EXERCISE OBJECTIVE: From the first line of the records below through the line containing "Thank you for the photo above. Could you indicate the flat", copy everything exactly and nothing more.
—————
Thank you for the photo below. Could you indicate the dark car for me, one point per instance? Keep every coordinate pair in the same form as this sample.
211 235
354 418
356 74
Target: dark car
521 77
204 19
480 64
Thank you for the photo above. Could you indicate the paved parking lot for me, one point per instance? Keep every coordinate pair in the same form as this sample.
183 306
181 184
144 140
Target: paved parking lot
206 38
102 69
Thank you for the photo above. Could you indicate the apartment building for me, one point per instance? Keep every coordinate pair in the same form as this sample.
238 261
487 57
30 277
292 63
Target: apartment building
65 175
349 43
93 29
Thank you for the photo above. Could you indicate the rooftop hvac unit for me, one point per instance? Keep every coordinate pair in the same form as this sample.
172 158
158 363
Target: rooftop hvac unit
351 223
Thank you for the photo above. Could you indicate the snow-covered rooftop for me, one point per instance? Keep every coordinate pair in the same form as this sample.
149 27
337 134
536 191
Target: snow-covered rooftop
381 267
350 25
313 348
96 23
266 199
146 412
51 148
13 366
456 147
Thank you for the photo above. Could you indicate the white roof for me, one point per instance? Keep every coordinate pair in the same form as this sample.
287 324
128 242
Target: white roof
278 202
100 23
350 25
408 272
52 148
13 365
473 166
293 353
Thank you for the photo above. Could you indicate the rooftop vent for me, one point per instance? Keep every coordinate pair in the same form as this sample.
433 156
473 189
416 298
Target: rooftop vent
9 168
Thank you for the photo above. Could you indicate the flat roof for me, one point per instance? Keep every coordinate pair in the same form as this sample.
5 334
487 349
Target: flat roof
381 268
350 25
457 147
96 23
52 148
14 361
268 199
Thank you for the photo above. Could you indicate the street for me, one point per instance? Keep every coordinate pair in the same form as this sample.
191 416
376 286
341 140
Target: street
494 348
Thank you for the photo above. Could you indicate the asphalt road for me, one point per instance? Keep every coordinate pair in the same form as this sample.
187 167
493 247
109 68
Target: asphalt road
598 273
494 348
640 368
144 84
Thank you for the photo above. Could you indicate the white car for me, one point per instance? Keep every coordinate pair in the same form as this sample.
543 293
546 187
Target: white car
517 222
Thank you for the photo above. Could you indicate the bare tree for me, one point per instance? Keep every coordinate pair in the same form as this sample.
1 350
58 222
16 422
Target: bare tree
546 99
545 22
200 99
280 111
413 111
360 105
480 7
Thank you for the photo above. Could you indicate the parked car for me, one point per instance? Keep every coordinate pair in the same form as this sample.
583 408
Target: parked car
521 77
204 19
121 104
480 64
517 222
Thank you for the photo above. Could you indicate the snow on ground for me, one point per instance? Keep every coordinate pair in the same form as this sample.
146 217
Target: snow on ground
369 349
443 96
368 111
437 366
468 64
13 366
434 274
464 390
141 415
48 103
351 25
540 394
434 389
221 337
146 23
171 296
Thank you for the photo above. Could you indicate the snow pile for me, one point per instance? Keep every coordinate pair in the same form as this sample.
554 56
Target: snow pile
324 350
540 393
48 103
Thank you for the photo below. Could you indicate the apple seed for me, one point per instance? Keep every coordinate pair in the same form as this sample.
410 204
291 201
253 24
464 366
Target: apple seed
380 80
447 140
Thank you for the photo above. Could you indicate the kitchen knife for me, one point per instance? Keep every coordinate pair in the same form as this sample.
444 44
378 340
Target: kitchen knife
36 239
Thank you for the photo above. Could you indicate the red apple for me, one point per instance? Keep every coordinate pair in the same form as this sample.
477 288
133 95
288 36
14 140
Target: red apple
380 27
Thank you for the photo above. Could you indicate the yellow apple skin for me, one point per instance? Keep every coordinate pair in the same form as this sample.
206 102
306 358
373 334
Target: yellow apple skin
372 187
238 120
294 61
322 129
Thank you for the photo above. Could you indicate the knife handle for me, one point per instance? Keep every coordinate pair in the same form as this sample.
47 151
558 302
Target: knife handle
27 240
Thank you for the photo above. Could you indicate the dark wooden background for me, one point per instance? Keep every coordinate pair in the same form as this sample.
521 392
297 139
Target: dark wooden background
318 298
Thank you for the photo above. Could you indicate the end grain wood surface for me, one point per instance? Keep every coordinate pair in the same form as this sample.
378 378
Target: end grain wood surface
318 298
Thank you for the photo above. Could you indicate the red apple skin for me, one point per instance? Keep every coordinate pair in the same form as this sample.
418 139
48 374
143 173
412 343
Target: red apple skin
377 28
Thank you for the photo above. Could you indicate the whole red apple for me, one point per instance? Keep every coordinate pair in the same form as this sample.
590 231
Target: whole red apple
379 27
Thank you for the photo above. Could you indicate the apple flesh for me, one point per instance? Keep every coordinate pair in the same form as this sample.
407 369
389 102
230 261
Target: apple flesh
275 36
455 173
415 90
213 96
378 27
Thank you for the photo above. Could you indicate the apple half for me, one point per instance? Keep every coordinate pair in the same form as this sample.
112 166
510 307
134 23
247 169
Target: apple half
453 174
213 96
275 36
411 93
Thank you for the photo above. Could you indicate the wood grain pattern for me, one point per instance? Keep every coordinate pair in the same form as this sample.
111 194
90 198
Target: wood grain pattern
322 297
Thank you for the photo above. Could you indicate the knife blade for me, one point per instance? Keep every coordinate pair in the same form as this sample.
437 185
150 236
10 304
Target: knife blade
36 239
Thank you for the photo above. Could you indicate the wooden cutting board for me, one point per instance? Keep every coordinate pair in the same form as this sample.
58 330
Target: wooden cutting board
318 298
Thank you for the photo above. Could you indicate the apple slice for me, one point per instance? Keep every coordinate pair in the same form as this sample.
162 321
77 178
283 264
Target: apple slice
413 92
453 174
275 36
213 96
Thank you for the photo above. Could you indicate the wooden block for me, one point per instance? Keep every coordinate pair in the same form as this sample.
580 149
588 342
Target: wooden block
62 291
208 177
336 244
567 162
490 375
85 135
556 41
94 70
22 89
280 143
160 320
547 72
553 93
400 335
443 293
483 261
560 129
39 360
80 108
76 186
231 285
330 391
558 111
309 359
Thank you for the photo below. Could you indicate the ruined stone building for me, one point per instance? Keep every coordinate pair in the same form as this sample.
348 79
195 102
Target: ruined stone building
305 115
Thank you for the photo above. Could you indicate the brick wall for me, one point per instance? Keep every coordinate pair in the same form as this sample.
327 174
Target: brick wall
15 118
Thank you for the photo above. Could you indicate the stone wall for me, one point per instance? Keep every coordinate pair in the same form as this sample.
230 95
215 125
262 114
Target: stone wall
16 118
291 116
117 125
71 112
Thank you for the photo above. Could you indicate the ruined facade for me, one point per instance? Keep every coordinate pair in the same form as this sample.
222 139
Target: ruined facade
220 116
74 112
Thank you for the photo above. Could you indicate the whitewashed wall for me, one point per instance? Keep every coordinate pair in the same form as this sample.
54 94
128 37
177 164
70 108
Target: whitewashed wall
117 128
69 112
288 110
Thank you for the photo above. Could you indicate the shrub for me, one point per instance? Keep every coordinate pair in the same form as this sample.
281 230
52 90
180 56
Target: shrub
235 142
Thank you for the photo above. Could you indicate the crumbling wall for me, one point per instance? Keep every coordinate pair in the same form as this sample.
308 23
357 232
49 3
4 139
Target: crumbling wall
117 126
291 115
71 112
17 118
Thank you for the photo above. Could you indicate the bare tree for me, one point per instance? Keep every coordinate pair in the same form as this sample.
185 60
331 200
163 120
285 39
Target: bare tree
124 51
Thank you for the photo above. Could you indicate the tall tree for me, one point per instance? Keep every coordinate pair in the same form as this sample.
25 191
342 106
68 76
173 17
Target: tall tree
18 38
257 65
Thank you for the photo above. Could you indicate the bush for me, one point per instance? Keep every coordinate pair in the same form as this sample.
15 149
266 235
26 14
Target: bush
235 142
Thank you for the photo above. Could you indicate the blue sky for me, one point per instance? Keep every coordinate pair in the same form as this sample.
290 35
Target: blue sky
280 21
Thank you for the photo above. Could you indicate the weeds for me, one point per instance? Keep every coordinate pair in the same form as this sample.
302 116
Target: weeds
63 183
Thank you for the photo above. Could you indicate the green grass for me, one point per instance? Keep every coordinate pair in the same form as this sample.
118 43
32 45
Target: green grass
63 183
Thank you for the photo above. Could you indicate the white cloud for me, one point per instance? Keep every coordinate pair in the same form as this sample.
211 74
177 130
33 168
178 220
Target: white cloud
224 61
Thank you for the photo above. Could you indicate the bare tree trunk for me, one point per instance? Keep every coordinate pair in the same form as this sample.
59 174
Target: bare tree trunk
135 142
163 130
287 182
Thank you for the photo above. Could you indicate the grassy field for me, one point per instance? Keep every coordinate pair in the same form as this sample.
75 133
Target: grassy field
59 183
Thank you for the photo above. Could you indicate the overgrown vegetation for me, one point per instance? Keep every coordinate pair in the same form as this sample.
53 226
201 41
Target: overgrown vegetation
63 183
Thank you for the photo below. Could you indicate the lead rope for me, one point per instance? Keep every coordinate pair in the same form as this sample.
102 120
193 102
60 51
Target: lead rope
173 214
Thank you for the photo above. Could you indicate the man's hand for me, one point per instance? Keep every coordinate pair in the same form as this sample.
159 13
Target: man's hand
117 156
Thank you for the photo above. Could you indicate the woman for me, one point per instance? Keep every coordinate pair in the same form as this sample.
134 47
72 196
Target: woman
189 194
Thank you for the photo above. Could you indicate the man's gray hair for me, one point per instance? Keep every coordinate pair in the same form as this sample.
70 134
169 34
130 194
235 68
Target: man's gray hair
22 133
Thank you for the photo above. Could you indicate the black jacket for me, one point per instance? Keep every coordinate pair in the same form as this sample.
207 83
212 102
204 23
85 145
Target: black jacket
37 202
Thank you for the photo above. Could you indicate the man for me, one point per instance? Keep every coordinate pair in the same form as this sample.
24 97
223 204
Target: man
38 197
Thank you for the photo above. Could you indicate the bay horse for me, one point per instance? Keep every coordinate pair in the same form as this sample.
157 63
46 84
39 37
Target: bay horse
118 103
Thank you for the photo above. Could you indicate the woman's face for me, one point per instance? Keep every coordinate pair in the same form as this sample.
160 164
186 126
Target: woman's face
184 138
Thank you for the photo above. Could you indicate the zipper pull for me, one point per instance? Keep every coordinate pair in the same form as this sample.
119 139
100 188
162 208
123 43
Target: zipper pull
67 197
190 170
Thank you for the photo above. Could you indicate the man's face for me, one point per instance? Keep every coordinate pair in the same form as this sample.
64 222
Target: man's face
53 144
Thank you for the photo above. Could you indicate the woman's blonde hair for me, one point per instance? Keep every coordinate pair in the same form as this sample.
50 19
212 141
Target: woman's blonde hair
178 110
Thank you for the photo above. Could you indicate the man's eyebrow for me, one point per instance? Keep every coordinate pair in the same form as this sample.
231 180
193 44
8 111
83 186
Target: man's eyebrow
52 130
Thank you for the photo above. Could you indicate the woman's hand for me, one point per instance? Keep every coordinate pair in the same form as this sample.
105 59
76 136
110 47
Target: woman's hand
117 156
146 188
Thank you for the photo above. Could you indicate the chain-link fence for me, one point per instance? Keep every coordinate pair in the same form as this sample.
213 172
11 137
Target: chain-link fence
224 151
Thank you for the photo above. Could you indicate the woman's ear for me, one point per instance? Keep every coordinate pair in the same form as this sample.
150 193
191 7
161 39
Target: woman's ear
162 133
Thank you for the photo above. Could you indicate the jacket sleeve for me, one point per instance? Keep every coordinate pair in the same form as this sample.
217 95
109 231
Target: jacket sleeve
—————
RESPONSE TO THIS TASK:
Thank you for the photo below. Could you indicate the dark car for me, one point per instance? Keep every coordinate pair in the same form as this sample.
211 235
354 418
356 74
Target: dark car
521 77
204 19
480 64
Thank you for the photo above. Could you indicate the paved parking lot for me, one point per instance? Keep every coordinate pair in the same form as this sample.
183 306
181 184
144 140
Target: paved parking lot
206 38
102 69
Thank you for the photo above. Could you indicate the apartment building for me, one point per instance? Keep every coordinate pair in the same form as this sample.
238 261
487 57
30 277
292 63
Target: apartment building
65 175
349 43
93 29
Thank you for the photo above. Could you indicate the rooftop hvac unit for me, one point per instance? Keep every coordinate pair in the same form as this sample.
172 158
158 363
Target: rooftop hvac unit
351 223
Thank you for the photo above. Could you indicate the snow-covered rooftop for me, one point per instance? Keep every coordinate pair in the same form as this sample.
149 27
337 134
536 191
Target: snow-covered rooftop
381 267
350 25
313 348
96 23
266 199
146 412
51 148
13 366
456 147
Thank you for the photo above. Could you indicate the white roof for me, one point per instance? Keep every coordinate pair in the same form as this sample.
287 324
128 242
Target: white roof
278 202
100 23
350 25
408 272
52 148
13 365
473 166
293 353
Thank you for the photo above. Could you indicate the rooftop vent for me, one point per instance? Keep every coordinate pair in the same form as this sample.
433 156
473 189
416 298
Target: rooftop vent
9 168
Thank you for the photo above. Could you indicate the flat roof for me, one point per instance? Keep every coordinate pair in the same form as this sample.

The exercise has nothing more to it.